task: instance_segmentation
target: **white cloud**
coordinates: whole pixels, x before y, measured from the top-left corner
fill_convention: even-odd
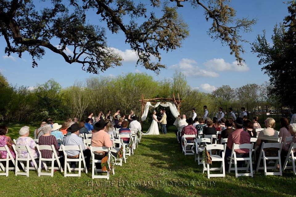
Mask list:
[[[213,71],[200,69],[194,60],[183,58],[178,63],[172,65],[170,68],[181,70],[186,76],[217,77],[219,74]]]
[[[2,55],[2,58],[3,58],[4,59],[10,59],[13,61],[16,61],[16,59],[15,58],[13,57],[12,55],[10,55],[8,56],[8,55]]]
[[[116,48],[110,47],[111,49],[113,50],[114,52],[118,53],[123,59],[123,61],[126,62],[136,62],[138,58],[137,53],[134,51],[130,49],[126,49],[123,51]]]
[[[246,64],[243,63],[242,64],[241,66],[238,65],[236,61],[231,63],[226,62],[222,58],[214,58],[204,63],[204,65],[208,68],[219,71],[231,70],[243,72],[250,69]]]
[[[216,87],[214,86],[211,86],[208,83],[203,83],[200,84],[200,88],[206,92],[212,92],[216,90]]]

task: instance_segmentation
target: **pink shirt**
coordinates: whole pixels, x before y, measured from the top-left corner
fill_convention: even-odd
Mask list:
[[[239,129],[229,134],[227,140],[227,147],[230,150],[232,149],[232,146],[234,143],[236,144],[250,144],[251,137],[247,131],[242,129]],[[248,153],[250,150],[247,149],[237,149],[236,152],[239,153]]]

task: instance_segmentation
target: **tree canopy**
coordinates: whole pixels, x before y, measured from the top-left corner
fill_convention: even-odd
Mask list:
[[[150,0],[150,5],[132,0],[51,0],[51,6],[39,9],[35,7],[32,0],[0,0],[0,36],[6,41],[5,51],[8,55],[16,53],[21,58],[23,53],[28,52],[33,67],[38,66],[36,58],[42,58],[47,48],[69,64],[80,64],[84,70],[98,73],[121,65],[122,58],[108,47],[106,30],[87,22],[87,13],[94,10],[100,22],[105,23],[112,33],[124,34],[125,39],[123,41],[136,52],[137,64],[158,73],[166,67],[161,62],[161,51],[180,47],[189,34],[187,24],[177,12],[184,1],[170,1],[176,2],[177,6],[160,0]],[[194,8],[203,10],[207,21],[212,21],[209,35],[228,45],[231,54],[241,64],[244,61],[241,55],[244,52],[241,42],[246,41],[240,31],[251,30],[256,20],[236,18],[230,0],[190,1]],[[162,16],[147,13],[149,6],[161,9]],[[129,19],[128,22],[124,22],[125,17]],[[55,44],[54,39],[57,39],[59,44]],[[72,54],[65,52],[68,47],[73,49]],[[154,62],[151,57],[157,60]]]

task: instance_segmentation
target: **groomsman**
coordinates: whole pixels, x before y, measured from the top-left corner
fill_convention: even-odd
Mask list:
[[[196,113],[195,113],[195,108],[192,108],[191,110],[192,110],[192,113],[190,114],[190,118],[192,118],[192,119],[194,120],[197,116]]]
[[[232,108],[229,107],[228,108],[228,111],[229,112],[229,118],[232,118],[233,120],[235,120],[236,119],[236,116],[235,115],[235,114],[232,111]]]
[[[215,117],[218,119],[218,121],[220,121],[221,119],[224,117],[224,113],[222,111],[222,107],[219,107],[218,109],[218,111]]]

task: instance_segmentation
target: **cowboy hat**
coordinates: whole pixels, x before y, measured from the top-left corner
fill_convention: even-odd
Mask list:
[[[55,123],[52,125],[52,128],[51,129],[51,131],[56,131],[62,127],[62,125],[59,124],[57,123]]]
[[[74,123],[71,126],[67,129],[67,132],[70,132],[71,133],[74,133],[76,132],[78,130],[80,130],[80,128],[79,127],[79,125],[76,123]]]
[[[93,129],[96,131],[101,130],[104,128],[109,122],[106,122],[104,120],[101,119],[93,126]]]

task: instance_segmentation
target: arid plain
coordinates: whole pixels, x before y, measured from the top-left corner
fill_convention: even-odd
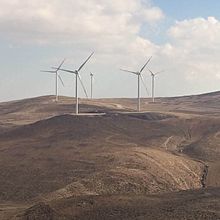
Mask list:
[[[53,98],[0,103],[0,219],[220,219],[220,92]]]

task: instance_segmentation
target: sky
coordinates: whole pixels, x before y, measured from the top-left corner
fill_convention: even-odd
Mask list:
[[[151,95],[181,96],[220,89],[220,1],[218,0],[0,0],[0,102],[55,93],[50,70],[80,72],[94,97],[136,97],[137,77],[120,68],[143,71]],[[60,95],[74,96],[74,77],[60,72]],[[80,97],[85,95],[79,87]]]

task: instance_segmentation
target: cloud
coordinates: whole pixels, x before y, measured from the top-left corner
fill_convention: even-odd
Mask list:
[[[190,81],[219,77],[220,21],[214,17],[178,21],[168,31],[169,56],[175,57]]]
[[[163,16],[141,0],[2,0],[0,30],[23,43],[115,41],[138,35],[143,23]]]

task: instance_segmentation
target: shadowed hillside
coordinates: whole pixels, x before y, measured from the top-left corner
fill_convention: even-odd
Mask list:
[[[219,191],[196,190],[220,187],[219,96],[145,99],[142,113],[132,99],[81,100],[80,116],[66,97],[1,103],[0,218],[162,219],[161,207],[164,219],[216,219],[216,207],[182,204]]]

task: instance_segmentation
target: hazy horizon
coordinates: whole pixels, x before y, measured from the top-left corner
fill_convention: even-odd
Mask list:
[[[165,70],[156,79],[156,96],[175,97],[219,90],[220,15],[217,0],[167,3],[163,0],[22,1],[1,0],[2,51],[0,102],[53,95],[57,66],[82,69],[95,98],[135,98],[138,71]],[[13,14],[13,17],[11,16]],[[61,73],[60,95],[74,96],[74,78]],[[150,74],[144,80],[151,90]],[[142,97],[149,97],[142,87]],[[84,97],[80,88],[80,97]]]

_ _ _ _ _ _ _

**Aim of the exercise**. Transcribe every entry above exactly. Omit all pictures.

**Response to the exercise**.
task: instance_segmentation
target: **white cloud**
coordinates: whole pixels, x before y, measured from the top-left corner
fill_convention: even-odd
Mask list:
[[[213,71],[200,69],[194,60],[183,58],[178,63],[172,65],[170,68],[181,70],[186,76],[217,77],[219,74]]]
[[[2,55],[2,58],[3,58],[4,59],[10,59],[13,61],[16,61],[16,59],[15,58],[13,57],[12,55],[10,55],[8,56],[8,55]]]
[[[116,48],[110,47],[111,49],[113,50],[114,52],[118,53],[123,59],[123,61],[126,62],[136,62],[138,58],[137,53],[134,51],[130,49],[126,49],[123,51]]]
[[[246,64],[243,63],[242,64],[241,66],[238,65],[236,61],[231,63],[226,62],[222,58],[214,58],[204,63],[204,65],[208,68],[219,71],[231,70],[243,72],[250,69]]]
[[[216,87],[214,86],[211,86],[208,83],[203,83],[200,84],[200,88],[206,92],[212,92],[216,90]]]

task: instance_segmentation
target: **pink shirt**
coordinates: whole pixels, x before y, measured from the top-left corner
fill_convention: even-odd
Mask list:
[[[239,129],[229,134],[227,140],[227,147],[230,150],[232,149],[232,146],[234,143],[236,144],[250,144],[251,137],[247,131],[242,129]],[[248,153],[250,150],[247,149],[237,149],[236,152],[239,153]]]

task: instance_segmentation
target: **tree canopy**
coordinates: whole pixels, x before y, measured from the top-left corner
fill_convention: even-odd
Mask list:
[[[150,0],[150,5],[132,0],[51,0],[51,6],[39,9],[35,7],[32,0],[0,0],[0,36],[6,41],[5,51],[8,55],[16,53],[21,58],[23,53],[28,52],[33,67],[38,66],[36,58],[42,58],[47,48],[69,64],[80,64],[84,70],[98,73],[121,65],[122,58],[108,47],[106,30],[87,22],[87,13],[94,10],[100,22],[105,23],[112,33],[124,34],[125,39],[123,41],[136,52],[137,64],[158,73],[166,67],[161,62],[161,51],[180,47],[189,34],[187,24],[177,12],[184,1],[170,1],[176,2],[177,6],[160,0]],[[194,8],[203,10],[207,21],[212,21],[209,35],[228,45],[231,54],[241,64],[244,61],[241,55],[244,52],[241,42],[246,41],[240,31],[251,30],[256,20],[236,18],[230,0],[190,1]],[[162,16],[147,13],[149,6],[161,9]],[[129,19],[128,22],[124,22],[125,17]],[[55,44],[54,39],[57,39],[59,44]],[[72,54],[65,52],[68,47],[73,49]],[[154,62],[151,57],[157,60]]]

task: instance_segmentation
target: **groomsman**
coordinates: whole pixels, x before y, measured from the top-left corner
fill_convention: even-odd
Mask list:
[[[196,113],[195,113],[195,108],[192,108],[191,110],[192,110],[192,113],[190,114],[190,118],[192,118],[192,119],[194,120],[197,116]]]
[[[232,108],[229,107],[228,108],[228,111],[229,112],[229,118],[232,118],[233,120],[235,120],[236,119],[236,116],[235,115],[235,114],[232,111]]]
[[[215,117],[218,119],[218,121],[220,121],[221,119],[224,117],[224,113],[222,111],[222,107],[219,107],[218,109],[218,111]]]

task: instance_segmentation
target: **cowboy hat**
coordinates: whole pixels, x before y, measured from the top-left corner
fill_convention: even-odd
Mask list:
[[[55,123],[52,125],[52,128],[51,129],[51,131],[56,131],[62,127],[62,125],[59,124],[57,123]]]
[[[74,123],[71,126],[67,129],[67,132],[70,132],[71,133],[74,133],[76,132],[78,130],[80,130],[80,128],[79,127],[79,125],[76,123]]]
[[[93,129],[96,131],[101,130],[104,128],[109,122],[106,122],[104,120],[101,119],[93,126]]]

task: instance_segmentation
target: arid plain
coordinates: whole pixels, x before y, measured from the top-left corner
fill_convention: even-odd
Mask list:
[[[53,98],[0,103],[0,219],[220,219],[220,92]]]

task: instance_segmentation
target: sky
coordinates: whole pixels, x before y, measured from the top-left corner
fill_convention: even-odd
Mask list:
[[[151,95],[181,96],[220,89],[220,1],[218,0],[0,0],[0,102],[55,93],[50,70],[80,72],[94,97],[136,97],[137,77],[120,68],[143,71]],[[60,95],[74,96],[74,77],[60,72]],[[80,97],[85,95],[79,87]]]

task: instance_segmentation
target: cloud
coordinates: whole pixels, x before y, measured from the top-left corner
fill_convention: even-odd
Mask list:
[[[190,81],[219,77],[220,21],[214,17],[178,21],[168,31],[169,56],[175,57]]]
[[[163,16],[141,0],[2,0],[0,30],[23,43],[115,41],[138,35],[143,23]]]

task: instance_segmentation
target: shadowed hillside
coordinates: whole pixels, x before y, measured from the top-left corner
fill_convention: even-odd
Mask list:
[[[219,191],[196,190],[220,187],[219,96],[145,99],[142,113],[132,99],[81,100],[80,116],[66,97],[1,103],[0,218],[162,219],[161,207],[164,219],[216,219],[216,207],[182,204]]]

task: instance_segmentation
target: hazy horizon
coordinates: whole pixels, x before y, measured from the top-left corner
fill_convention: even-odd
Mask list:
[[[165,70],[156,79],[156,96],[175,97],[219,90],[220,15],[217,0],[167,3],[163,0],[22,1],[1,0],[2,51],[0,102],[53,95],[57,66],[82,69],[95,98],[135,98],[138,71]],[[13,14],[13,17],[11,16]],[[61,73],[60,95],[74,96],[74,78]],[[150,74],[144,80],[151,90]],[[142,97],[149,97],[142,87]],[[84,97],[80,88],[80,97]]]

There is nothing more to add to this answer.